## Work item
The full listing needs to be output exactly.

/---

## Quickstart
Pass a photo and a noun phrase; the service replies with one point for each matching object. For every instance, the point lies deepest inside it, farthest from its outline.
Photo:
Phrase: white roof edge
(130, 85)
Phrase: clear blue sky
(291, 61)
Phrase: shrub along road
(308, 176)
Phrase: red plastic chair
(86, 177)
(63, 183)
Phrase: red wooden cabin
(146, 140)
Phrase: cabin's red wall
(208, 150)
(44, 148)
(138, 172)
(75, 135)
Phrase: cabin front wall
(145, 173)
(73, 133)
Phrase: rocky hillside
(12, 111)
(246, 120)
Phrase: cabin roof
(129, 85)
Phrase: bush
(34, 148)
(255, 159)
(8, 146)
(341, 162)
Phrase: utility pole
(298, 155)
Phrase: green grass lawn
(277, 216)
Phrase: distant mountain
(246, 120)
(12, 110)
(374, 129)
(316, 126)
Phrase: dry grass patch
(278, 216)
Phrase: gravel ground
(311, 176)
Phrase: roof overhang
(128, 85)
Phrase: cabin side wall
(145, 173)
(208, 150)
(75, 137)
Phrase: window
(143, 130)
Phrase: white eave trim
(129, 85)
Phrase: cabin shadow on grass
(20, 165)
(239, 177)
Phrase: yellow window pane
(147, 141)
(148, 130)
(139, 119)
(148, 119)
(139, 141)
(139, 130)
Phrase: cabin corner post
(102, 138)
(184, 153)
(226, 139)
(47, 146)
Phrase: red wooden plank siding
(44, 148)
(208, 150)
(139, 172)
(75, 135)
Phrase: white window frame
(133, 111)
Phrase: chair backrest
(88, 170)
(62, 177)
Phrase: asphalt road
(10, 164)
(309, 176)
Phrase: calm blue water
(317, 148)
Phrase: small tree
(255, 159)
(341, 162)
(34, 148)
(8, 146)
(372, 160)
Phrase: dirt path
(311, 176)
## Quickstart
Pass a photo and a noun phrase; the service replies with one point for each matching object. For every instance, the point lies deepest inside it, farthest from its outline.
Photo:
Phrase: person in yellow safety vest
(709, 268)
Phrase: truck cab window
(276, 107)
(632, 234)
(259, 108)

\---

## Solution
## Quickstart
Pass a photo and a noun phrase; the service replies with one point for each matching object. For every instance, the point lies deepest inside it, farthest from its outline.
Photo:
Phrase: white roof edge
(130, 85)
Phrase: clear blue sky
(291, 61)
Phrase: shrub along road
(308, 176)
Phrase: red plastic chair
(86, 177)
(63, 183)
Phrase: red wooden cabin
(146, 140)
Phrase: cabin's red wall
(208, 150)
(44, 148)
(138, 172)
(75, 135)
Phrase: cabin front wall
(145, 173)
(73, 133)
Phrase: rocky hillside
(12, 111)
(246, 120)
Phrase: cabin roof
(129, 85)
Phrase: bush
(34, 148)
(255, 159)
(8, 146)
(341, 162)
Phrase: utility pole
(298, 155)
Phrase: green grass lawn
(277, 216)
Phrase: distant mountain
(246, 120)
(12, 110)
(374, 129)
(316, 126)
Phrase: dry grass patch
(278, 216)
Phrase: gravel ground
(311, 176)
Phrase: roof overhang
(128, 85)
Phrase: cabin side wall
(145, 173)
(208, 150)
(75, 137)
Phrase: window
(143, 130)
Phrase: white eave trim
(129, 85)
Phrase: cabin shadow on grass
(20, 165)
(239, 177)
Phrase: yellow window pane
(147, 141)
(148, 130)
(139, 119)
(148, 119)
(139, 141)
(139, 130)
Phrase: cabin corner post
(102, 138)
(184, 153)
(226, 139)
(47, 146)
Phrase: red wooden plank siding
(44, 148)
(208, 150)
(139, 172)
(75, 135)
Phrase: white window frame
(133, 111)
Phrase: chair backrest
(88, 170)
(62, 177)
Phrase: asphalt road
(10, 164)
(309, 176)
Phrase: calm blue water
(317, 148)
Phrase: small tree
(255, 159)
(341, 162)
(34, 148)
(8, 146)
(372, 160)
Phrase: dirt path
(311, 176)
## Quickstart
Pass a photo and a noun phrase; the service replies with one point for each matching object. For every instance, the point lies deepest inside it, farthest from its outline.
Photo:
Phrase: person in yellow safety vest
(709, 268)
Phrase: truck cab window
(276, 107)
(632, 234)
(259, 108)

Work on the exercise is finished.